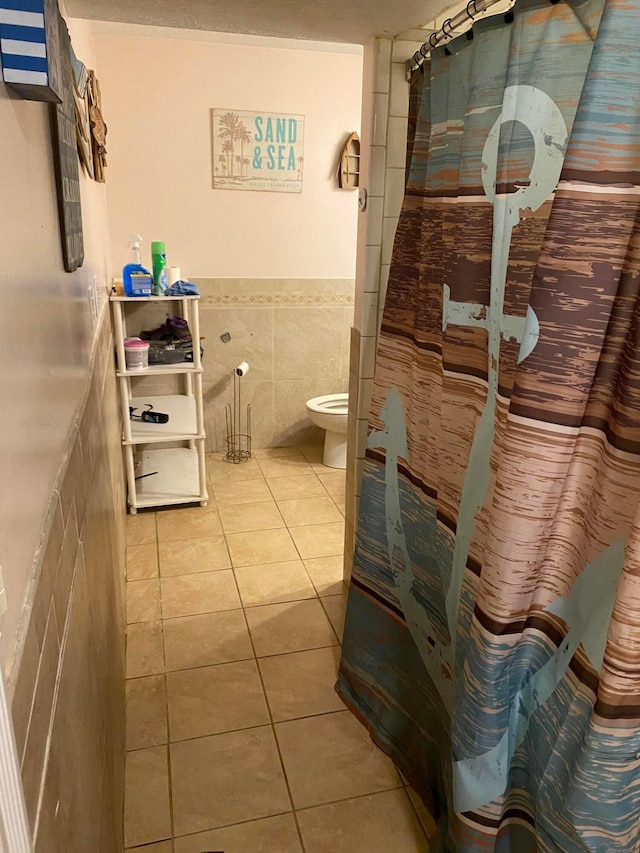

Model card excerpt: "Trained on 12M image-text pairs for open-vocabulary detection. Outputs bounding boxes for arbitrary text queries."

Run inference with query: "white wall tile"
[357,378,374,420]
[390,62,410,118]
[383,168,405,219]
[386,116,409,169]
[358,335,377,379]
[379,265,390,309]
[365,196,384,246]
[355,291,379,338]
[381,216,399,266]
[373,39,392,93]
[356,417,369,458]
[354,458,365,495]
[371,93,389,146]
[364,245,382,292]
[368,145,387,197]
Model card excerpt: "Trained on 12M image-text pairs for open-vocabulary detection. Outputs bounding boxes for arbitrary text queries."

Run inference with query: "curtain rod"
[407,0,517,73]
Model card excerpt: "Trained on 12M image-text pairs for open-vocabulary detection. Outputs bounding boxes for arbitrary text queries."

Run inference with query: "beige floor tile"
[126,842,172,853]
[126,543,158,581]
[126,513,156,546]
[252,446,305,459]
[257,456,313,478]
[332,495,346,515]
[317,471,346,497]
[297,789,429,852]
[245,599,338,657]
[161,570,241,619]
[266,475,326,501]
[126,675,167,750]
[227,527,298,567]
[126,579,161,624]
[321,593,349,641]
[299,444,324,463]
[218,501,284,534]
[309,462,337,475]
[159,535,231,577]
[259,647,343,722]
[167,660,270,741]
[234,561,316,607]
[124,746,171,848]
[206,455,264,483]
[213,478,272,506]
[407,787,438,837]
[126,621,165,678]
[303,556,346,597]
[275,711,401,809]
[156,507,222,542]
[171,727,291,836]
[277,497,343,528]
[174,813,302,853]
[290,522,345,559]
[163,611,253,672]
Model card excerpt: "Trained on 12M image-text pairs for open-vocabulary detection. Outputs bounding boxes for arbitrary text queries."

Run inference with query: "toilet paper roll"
[235,361,250,377]
[167,266,181,286]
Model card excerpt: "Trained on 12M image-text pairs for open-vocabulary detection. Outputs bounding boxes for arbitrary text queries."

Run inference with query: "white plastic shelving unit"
[110,294,208,513]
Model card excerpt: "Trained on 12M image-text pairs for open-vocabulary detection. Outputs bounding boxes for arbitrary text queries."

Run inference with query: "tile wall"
[344,36,422,578]
[8,311,127,851]
[124,279,354,452]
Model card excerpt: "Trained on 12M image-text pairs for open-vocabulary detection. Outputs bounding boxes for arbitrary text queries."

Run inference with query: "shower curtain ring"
[466,0,477,18]
[429,32,439,49]
[442,18,454,38]
[420,42,429,57]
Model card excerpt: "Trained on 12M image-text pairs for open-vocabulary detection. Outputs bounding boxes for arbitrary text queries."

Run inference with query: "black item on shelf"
[129,405,169,424]
[139,314,203,364]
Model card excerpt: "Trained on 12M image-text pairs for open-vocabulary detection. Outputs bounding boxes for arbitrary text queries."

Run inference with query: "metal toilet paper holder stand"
[225,362,252,464]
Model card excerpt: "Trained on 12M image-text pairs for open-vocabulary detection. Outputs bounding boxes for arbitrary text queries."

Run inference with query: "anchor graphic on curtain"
[368,85,625,813]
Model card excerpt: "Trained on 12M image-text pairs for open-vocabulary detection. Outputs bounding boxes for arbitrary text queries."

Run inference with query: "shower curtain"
[337,0,640,849]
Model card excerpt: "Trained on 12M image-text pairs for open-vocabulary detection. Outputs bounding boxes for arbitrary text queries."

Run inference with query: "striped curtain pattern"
[338,0,640,849]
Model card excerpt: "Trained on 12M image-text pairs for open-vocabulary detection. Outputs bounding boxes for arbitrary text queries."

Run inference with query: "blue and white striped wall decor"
[0,0,62,102]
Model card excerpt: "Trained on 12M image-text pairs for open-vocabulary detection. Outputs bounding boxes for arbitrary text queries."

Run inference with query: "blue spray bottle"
[123,235,153,297]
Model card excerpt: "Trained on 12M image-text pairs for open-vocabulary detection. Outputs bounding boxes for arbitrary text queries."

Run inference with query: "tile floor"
[124,444,433,852]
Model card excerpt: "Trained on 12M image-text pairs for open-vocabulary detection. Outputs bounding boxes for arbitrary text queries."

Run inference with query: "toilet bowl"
[305,393,349,469]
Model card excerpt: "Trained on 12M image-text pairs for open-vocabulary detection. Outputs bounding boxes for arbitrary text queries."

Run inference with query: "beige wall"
[121,278,353,451]
[1,10,126,849]
[93,24,363,279]
[0,16,114,672]
[11,313,127,851]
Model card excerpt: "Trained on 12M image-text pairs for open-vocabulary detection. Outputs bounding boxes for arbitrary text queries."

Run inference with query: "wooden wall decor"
[49,9,84,272]
[337,131,360,190]
[71,43,93,179]
[88,70,107,182]
[0,0,63,102]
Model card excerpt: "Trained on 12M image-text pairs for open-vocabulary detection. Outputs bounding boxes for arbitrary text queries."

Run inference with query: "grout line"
[402,785,431,845]
[293,782,406,816]
[124,465,360,852]
[157,706,348,749]
[230,572,308,853]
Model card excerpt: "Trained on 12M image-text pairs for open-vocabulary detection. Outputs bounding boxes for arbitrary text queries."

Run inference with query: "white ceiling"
[65,0,449,45]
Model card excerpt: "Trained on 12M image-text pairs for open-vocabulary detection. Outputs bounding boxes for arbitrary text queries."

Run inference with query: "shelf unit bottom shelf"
[131,447,207,510]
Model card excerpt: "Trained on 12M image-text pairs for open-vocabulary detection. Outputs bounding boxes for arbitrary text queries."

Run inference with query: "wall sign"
[212,109,304,193]
[0,0,62,102]
[49,9,83,272]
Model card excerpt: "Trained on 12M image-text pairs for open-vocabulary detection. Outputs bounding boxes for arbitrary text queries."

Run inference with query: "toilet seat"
[306,393,349,416]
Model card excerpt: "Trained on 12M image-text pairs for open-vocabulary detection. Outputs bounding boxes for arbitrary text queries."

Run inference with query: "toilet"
[305,393,349,469]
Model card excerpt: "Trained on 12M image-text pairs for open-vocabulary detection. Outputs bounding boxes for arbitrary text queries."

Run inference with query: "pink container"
[124,337,150,370]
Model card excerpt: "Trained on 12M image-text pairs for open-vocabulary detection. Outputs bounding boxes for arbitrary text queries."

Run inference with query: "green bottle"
[151,241,168,295]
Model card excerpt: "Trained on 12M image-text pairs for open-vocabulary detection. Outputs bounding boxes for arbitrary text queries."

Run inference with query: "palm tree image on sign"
[212,109,304,193]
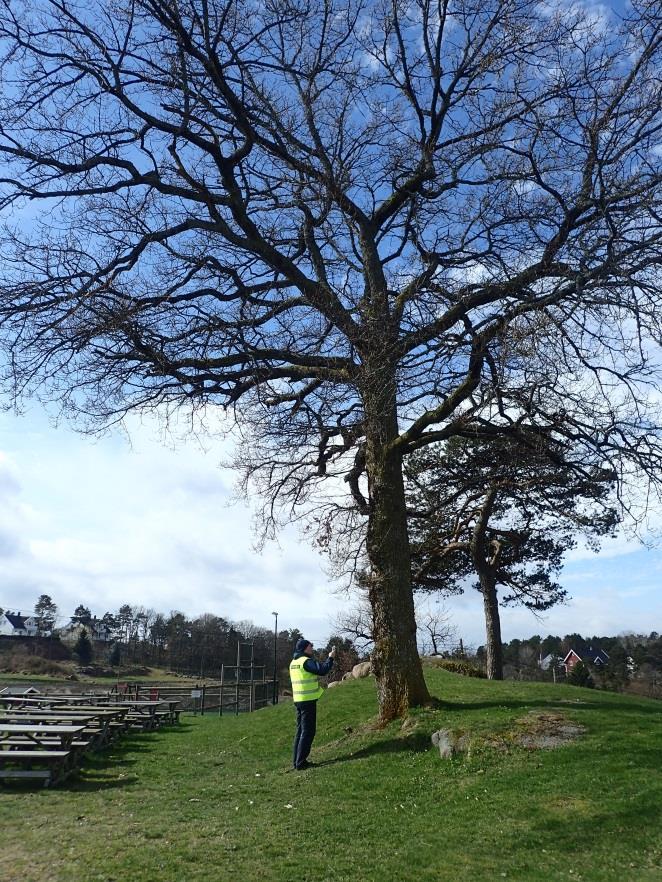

════════

Exercise brief:
Pass over the images and copy the rest of the material above exactly.

Task answer:
Model card excerpt: "Trained on 12M image-text pairs for open-vocabulary detection. Outputs bounding boxes for arbitrary text queries."

Run inference with query: "white wall tile"
[357,378,374,420]
[390,62,410,118]
[383,168,405,219]
[386,116,409,169]
[358,335,377,379]
[379,265,390,309]
[365,196,384,246]
[355,291,379,338]
[381,216,399,266]
[373,39,392,93]
[356,417,369,458]
[354,458,365,495]
[371,93,389,146]
[364,245,382,292]
[368,145,387,197]
Model card excerpt: "Trained on 12M image-text pairs for open-vocabulary detection. Outputs bounding boxes for arbitrary text queries."

Run inference with query: "curtain rod"
[407,0,517,73]
Model card excerpt: "Trained on 12M image-text pairs for open-vocabulary detection. Outputs bounding boxes for arbitrary text queries."

Run inference with query: "beige floor tile"
[126,842,172,853]
[126,543,158,581]
[126,513,156,546]
[252,446,305,459]
[257,456,313,478]
[332,495,346,515]
[317,471,346,497]
[297,789,429,852]
[245,599,338,657]
[161,570,241,619]
[266,475,326,501]
[126,675,167,750]
[227,527,298,567]
[126,579,161,624]
[321,593,349,641]
[299,444,324,463]
[218,501,284,534]
[309,462,337,475]
[159,535,231,577]
[259,647,343,722]
[167,660,270,741]
[234,561,316,607]
[124,746,171,848]
[206,455,264,483]
[213,478,272,506]
[407,787,438,837]
[126,621,165,678]
[303,556,346,597]
[275,711,401,809]
[156,507,222,542]
[171,727,291,836]
[277,497,343,528]
[174,813,302,853]
[290,522,345,559]
[163,611,253,672]
Model card excerpt: "Trained on 12M image-text pairs for open-vocabulary detection. Outputs bounding boxes for arbitrary text queries."

Run inference with query: "toilet paper roll"
[235,361,250,377]
[167,266,181,286]
Model card excerpt: "Trained on 12M image-text pairs for open-vocabulary detection. Outputs bounding boxes for arbitrary text queries."

Run inference with query: "white plastic shelving unit"
[110,294,208,513]
Model card excerpt: "Trained on 12M image-text pairs for open-vocabulary detection. Outputs bounding boxes for arbitrary text queries."

Run inference with query: "tile wall"
[344,36,422,578]
[8,311,127,851]
[124,279,354,452]
Model card excerpt: "Trained on 12M image-text pairs for open-vocabulary detection. Outputs bounding boxes for arbitrary text queries."

Run inference with query: "shower curtain ring"
[466,0,477,18]
[429,32,439,49]
[442,18,454,38]
[420,42,429,57]
Model card excerpt: "Trained on 12M image-text pairs for open-vocabulary detection. Outputs bounding boxes for arbitrary text queries."

Run inference with query: "black item on shelf"
[129,405,169,424]
[139,314,203,364]
Model card excerpt: "Trained on 12M image-text pairs for open-vocabulary detection. Outputs bounding boxes for arbitrary text queries."

Run inference with query: "metal toilet paper holder stand"
[225,362,252,464]
Model card excerpt: "Trained on 12M image-text pairs for open-vocabulary detection. Outputs bounding boxes for arbitrary text queries."

Run inference with query: "anchor graphic on curtain"
[368,85,625,813]
Model card excerpt: "Trained on 12M image-text pairs for open-vocabulary detection. Outputs bounding boxes for arbitrary text queries."

Run inference with query: "shower curtain"
[337,0,640,849]
Model card excerpt: "Trained on 12M image-text pairs for open-vocabulary detection. Outputs bounding boxes for arbitrary text queries."

Run inference with query: "striped curtain pattern"
[338,0,640,849]
Model card excerpt: "Trained on 12M image-text pairs for open-vocabulary detection. Outputs bounding boxes for arbitrary text queries."

Run inference with query: "blue and white striped wall decor"
[0,0,62,102]
Model card excerpt: "Trained on 12M image-text pairs for open-vocabulary detection. Outputs bounding boxes for arbitrary text queries."

Run inference with query: "blue spray bottle"
[123,235,153,297]
Model card excerpt: "Trained on 12M image-text pairs for open-vocabulary detection. Outputs bounding boxes for arbitrary text queries."

Run inference with query: "tile floor"
[124,444,433,852]
Model card excerpt: "Trained on 12M image-text pairs for open-vocabulary detection. Outputs bounding boxes for arbitrary text queries."

Run inference with query: "toilet bowl"
[305,393,349,469]
Model card excerpt: "Trained on 12M image-text pairs for open-vocabulary detection. Outputs bounding boxes for arbitrary text queries."

Run inference with query: "beige wall"
[121,278,353,451]
[1,10,126,849]
[93,24,363,279]
[0,16,114,672]
[11,313,127,851]
Model card excerpt: "Trained on 12M image-text pairs for open-vocabulary detection. Outputs bounding boxes for arbitrary text queries."

Run inference with query: "wooden wall decor"
[49,9,84,272]
[337,131,360,190]
[71,43,93,179]
[88,70,107,182]
[0,0,63,102]
Model card excerpt: "Trained on 12M image-text pairs for open-vocabulary detection. Outputs bounding boxes for arbitrary text queries."

Run inference with query: "grout line"
[402,785,431,845]
[293,782,406,816]
[124,465,360,852]
[157,706,348,749]
[230,572,308,853]
Model card excerpt: "Trained on 12M image-text pairs for open-vocabulary detection. Outputs bounding boxes for arbitrary text queries."

Run inference with query: "white ceiling"
[65,0,449,45]
Model card excerpt: "Trained on 12M image-text pairs for open-vocabulary detection. Outputs bounding boxes for arbitrary text queries."

Run inference with query: "shelf unit bottom shelf"
[131,447,207,510]
Model card excerpt: "Trained on 12M image-text pairs for open-vocabulary detection. Outputs bounding boxes for arbitrary text queries."

Run inference with query: "wall sign"
[212,109,304,193]
[0,0,62,102]
[49,9,83,272]
Model card excerpt: "Trained on 12M image-text pairs for open-vocabulary detection. Outputs bounding boxes for arbitrary text queries."

Run inference with query: "toilet seat"
[306,393,349,416]
Model card excerpt: "Trained on 12M image-text pairs for open-vocabulary detection. Outputs bounding boxes for arbitrary text queries."

Run inference with query: "toilet"
[305,393,349,469]
Model card excerpt: "Trained on 12M image-text pairs for open-vocabulary detection. Outputs bounding boxes for arbitrary text queries."

Run inference with query: "pink container"
[124,337,150,370]
Model card excerpt: "Trained on 12M image-text pairs for open-vocabulary detection. Outputs bounding boxes for arbitrary text queries."

Run inference with query: "green bottle"
[151,241,168,295]
Model card excerpt: "Trained on 12M image-text pairs for open-vocabulary detection. Outputs bounding boxes for arbitrary text queries."

Run inference with query: "palm tree image on sign"
[212,109,304,193]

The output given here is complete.